- Born: June 1, 1910 Lucca, Italy
- Died: October 26, 1976 (aged 66) Rome, Italy
- Occupations: Journalist and writer
- Known for: Editor of Oggi, L'Europeo, L'Espresso, and Il Mondo

= Arrigo Benedetti =

Italian journalist (1910–1976)

Arrigo Benedetti (June 1, 1910 – October 26, 1976) was an Italian journalist and writer. He was also the editor of important news magazines: Oggi (1939–1941), L'Europeo (1945–54), L'Espresso (1955–63), and Il Mondo (1969–72). Born as Giulio, he changed his name to Arrigo in 1933.

==Early life==
Arrigo Benedetti was born in Lucca, in Tuscany (Italy). In 1937 he moved to Rome where he joined his study friend Mario Pannunzio. Both started to work the weekly Omnibus edited by Leo Longanesi. Omnibus was suppressed by Mussolini’s Fascist regime two years later. Benedetti and Pannunzio founded Oggi in 1939 until its suppression in 1941.

#### [Assignment 1]
In the Arrigo Benedetti biography, what was his name at birth?
#### [Assignment 2]
Continue the Arrigo Benedetti biography from where it stops.

#### [Source material]
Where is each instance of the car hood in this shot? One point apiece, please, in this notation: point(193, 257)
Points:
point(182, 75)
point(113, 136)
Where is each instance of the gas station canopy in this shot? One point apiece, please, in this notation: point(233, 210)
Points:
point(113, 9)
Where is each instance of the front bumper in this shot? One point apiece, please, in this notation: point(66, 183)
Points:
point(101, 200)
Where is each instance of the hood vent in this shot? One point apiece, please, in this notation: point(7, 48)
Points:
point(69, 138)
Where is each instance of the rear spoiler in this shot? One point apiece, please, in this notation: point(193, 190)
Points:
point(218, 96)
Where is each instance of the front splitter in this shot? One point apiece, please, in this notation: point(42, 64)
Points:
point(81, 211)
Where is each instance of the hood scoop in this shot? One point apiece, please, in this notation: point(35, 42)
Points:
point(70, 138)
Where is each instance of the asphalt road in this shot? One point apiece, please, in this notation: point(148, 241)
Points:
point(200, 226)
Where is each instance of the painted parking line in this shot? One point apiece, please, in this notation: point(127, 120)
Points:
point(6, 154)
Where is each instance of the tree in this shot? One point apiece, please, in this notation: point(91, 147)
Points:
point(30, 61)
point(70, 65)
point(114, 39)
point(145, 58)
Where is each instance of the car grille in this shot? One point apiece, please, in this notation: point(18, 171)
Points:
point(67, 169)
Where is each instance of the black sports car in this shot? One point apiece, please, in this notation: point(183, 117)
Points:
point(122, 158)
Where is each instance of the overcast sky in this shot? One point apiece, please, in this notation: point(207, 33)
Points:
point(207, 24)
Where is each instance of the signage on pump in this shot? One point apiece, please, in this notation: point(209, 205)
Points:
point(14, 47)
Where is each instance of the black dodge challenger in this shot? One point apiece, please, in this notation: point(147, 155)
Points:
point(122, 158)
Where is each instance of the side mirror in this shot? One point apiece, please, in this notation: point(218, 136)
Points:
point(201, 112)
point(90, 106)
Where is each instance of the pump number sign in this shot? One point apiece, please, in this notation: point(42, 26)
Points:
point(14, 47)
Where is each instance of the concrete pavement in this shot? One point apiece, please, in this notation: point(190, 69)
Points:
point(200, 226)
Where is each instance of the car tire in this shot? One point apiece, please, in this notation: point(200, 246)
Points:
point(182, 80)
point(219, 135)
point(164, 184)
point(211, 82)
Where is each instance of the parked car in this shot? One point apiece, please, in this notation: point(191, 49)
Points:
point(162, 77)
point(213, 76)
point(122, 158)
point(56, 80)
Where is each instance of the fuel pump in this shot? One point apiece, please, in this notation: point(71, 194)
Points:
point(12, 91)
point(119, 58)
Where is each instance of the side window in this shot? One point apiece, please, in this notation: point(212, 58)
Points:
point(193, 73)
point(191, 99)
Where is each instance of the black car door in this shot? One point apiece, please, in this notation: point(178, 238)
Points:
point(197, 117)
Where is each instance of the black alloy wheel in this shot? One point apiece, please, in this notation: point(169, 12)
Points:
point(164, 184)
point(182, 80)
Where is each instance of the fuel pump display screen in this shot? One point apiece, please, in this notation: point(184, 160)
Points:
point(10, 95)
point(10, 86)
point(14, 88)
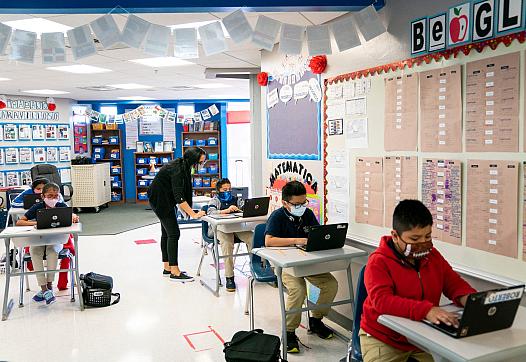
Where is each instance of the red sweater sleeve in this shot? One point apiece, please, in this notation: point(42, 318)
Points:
point(380, 289)
point(454, 286)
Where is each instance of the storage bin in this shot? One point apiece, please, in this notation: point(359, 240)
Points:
point(212, 141)
point(198, 182)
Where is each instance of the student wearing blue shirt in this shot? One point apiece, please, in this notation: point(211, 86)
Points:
point(288, 226)
point(51, 198)
point(36, 188)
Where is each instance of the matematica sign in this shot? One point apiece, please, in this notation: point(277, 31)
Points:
point(470, 21)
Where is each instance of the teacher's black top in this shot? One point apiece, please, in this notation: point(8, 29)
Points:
point(171, 186)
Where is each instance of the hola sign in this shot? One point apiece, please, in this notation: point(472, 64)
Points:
point(467, 22)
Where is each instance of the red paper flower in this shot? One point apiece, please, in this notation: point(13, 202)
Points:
point(318, 64)
point(51, 104)
point(263, 79)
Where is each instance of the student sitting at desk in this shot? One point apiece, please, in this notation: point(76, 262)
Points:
point(36, 188)
point(288, 226)
point(51, 197)
point(406, 277)
point(225, 203)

#### [Answer section 1]
Giulio

#### [Answer section 2]
In December 1943 he was arrested, but managed to escape when the prison was hit by an Allied bombardment. He moved to Milan and joined the resistance against the German occupying forces and the Mussolini-led Italian Social Republic (Repubblica Sociale Italiana).

==Editor==
In November 1945, he launched the news magazine L'Europeo with Gianni Mazzocchi. A journalist of particular importance himself, he created the so-called "Benedetti school of journalism" with journalists such as Tommaso Besozzi, Enzo Biagi, Giorgio Bocca, Oriana Fallaci and Indro Montanelli. The magazine paid special attention to photographic image and documentary photography. According to Benedetti: "People look at articles, but read the photos" (Gli articoli si guardano, le fotografie si leggono).

In 1953, the Rizzoli publishing company bought the publication, when during the Korean War the original publisher was not able anymore to cover rising expenses. The price of paper surged from 100 to 280 lire per kilogram. The original editor Benedetti left the magazine and launched a new weekly, L'Espresso, in October 1955, with Eugenio Scalfari, and backed by the progressive industrialist Adriano Olivetti, manufacturer of Olivetti typewriters.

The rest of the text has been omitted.